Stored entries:

____________________

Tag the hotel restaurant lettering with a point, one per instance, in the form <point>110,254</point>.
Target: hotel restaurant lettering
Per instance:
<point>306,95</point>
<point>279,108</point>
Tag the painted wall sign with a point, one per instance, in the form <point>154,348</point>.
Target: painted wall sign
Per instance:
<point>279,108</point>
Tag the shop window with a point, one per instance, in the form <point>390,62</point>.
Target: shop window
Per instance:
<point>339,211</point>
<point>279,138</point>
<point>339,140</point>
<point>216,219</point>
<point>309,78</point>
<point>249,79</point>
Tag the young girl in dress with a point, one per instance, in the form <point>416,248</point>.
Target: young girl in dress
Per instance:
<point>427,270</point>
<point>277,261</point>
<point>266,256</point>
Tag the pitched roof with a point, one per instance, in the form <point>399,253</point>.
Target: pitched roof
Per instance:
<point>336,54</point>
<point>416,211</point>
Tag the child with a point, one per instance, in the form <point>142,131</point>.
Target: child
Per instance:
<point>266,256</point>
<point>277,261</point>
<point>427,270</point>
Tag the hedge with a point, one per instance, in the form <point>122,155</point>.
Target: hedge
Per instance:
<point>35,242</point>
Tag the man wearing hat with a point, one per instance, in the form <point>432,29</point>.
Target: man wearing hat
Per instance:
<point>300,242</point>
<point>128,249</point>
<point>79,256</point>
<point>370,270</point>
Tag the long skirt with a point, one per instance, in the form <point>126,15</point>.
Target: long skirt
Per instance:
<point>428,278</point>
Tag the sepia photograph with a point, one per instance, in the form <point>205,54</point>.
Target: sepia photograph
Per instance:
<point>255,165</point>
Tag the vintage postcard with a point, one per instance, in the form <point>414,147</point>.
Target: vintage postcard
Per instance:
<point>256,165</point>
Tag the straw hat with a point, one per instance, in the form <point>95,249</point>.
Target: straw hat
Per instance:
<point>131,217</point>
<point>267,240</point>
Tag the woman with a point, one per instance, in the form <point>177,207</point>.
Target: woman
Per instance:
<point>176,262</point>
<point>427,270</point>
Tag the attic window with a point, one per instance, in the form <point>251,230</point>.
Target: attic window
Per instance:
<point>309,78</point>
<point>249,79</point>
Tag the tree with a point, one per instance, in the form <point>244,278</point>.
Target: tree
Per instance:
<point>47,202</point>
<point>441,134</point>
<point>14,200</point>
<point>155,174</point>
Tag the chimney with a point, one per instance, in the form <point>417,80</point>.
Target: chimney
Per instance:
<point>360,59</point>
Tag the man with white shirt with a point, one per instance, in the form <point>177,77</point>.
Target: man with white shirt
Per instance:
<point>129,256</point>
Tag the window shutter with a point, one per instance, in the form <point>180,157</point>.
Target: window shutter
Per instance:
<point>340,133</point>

____________________

BRIEF: Repeat the records, every one of them, without any deviation.

TASK RESULT:
Tag the hotel restaurant lettering with a point, one per instance, in the form <point>110,254</point>.
Target: hotel restaurant lettering
Per instance:
<point>306,95</point>
<point>279,108</point>
Tag the painted wall sign with a point, one per instance, in the form <point>154,348</point>.
Target: painted wall sign
Per instance:
<point>279,108</point>
Tag the shop window with a point, one per instance, in the form <point>390,62</point>.
Target: shop window
Per instance:
<point>339,211</point>
<point>279,138</point>
<point>339,140</point>
<point>216,219</point>
<point>309,78</point>
<point>249,79</point>
Tag the young girl in dress with a point, one per instance, in the form <point>416,248</point>.
Target: young girl in dress
Per instance:
<point>427,270</point>
<point>277,261</point>
<point>266,256</point>
Tag the pitched roof with a point, one per instance, in the form <point>399,253</point>.
Target: pitched roof
Per instance:
<point>336,54</point>
<point>416,211</point>
Tag the child with a point, one per instance, in the form <point>142,131</point>.
Target: child
Per instance:
<point>266,256</point>
<point>277,261</point>
<point>427,270</point>
Tag the hedge with a point, one per instance, in the form <point>122,155</point>.
Target: hedge
Per instance:
<point>35,242</point>
Tag the man wearing hat with a point, one per instance, in the form <point>432,29</point>.
Target: man wearing hat
Per instance:
<point>300,242</point>
<point>128,249</point>
<point>79,256</point>
<point>370,270</point>
Tag the long skirt with a point, one per instance, in the form <point>126,15</point>.
Target: long skirt
Per instance:
<point>428,278</point>
Tag the sepia photograph with a point, one per instance, in the form <point>205,54</point>.
Target: sepia photograph
Per instance:
<point>255,165</point>
Tag the vintage postcard with a point, one per instance, in the form <point>414,147</point>.
Target: vintage postcard
Per instance:
<point>256,165</point>
Tag the straw hat with a point, one per instance, in the form <point>95,249</point>.
Target: straw hat
Per instance:
<point>131,217</point>
<point>267,240</point>
Tag the woman with a point, one per instance, in the form <point>177,207</point>.
Target: woman
Per instance:
<point>176,262</point>
<point>427,270</point>
Tag the attic window with a point, one per instance, in the form <point>251,230</point>.
Target: attic window
Per instance:
<point>309,78</point>
<point>249,79</point>
Tag the tree with a point, one per instance, in the form <point>244,278</point>.
Target: tree
Per instance:
<point>47,202</point>
<point>441,134</point>
<point>14,200</point>
<point>155,174</point>
Tag the chimney with a point, one per instance, in the form <point>417,80</point>.
Target: chimney
Per instance:
<point>360,59</point>
Tag the man with white shirt with a point, one per instance, in the form <point>177,77</point>.
Target: man with white shirt
Per instance:
<point>129,256</point>
Tag the window shutter with a point, one per instance, in the form <point>180,157</point>.
Target: window shutter
Per instance:
<point>340,133</point>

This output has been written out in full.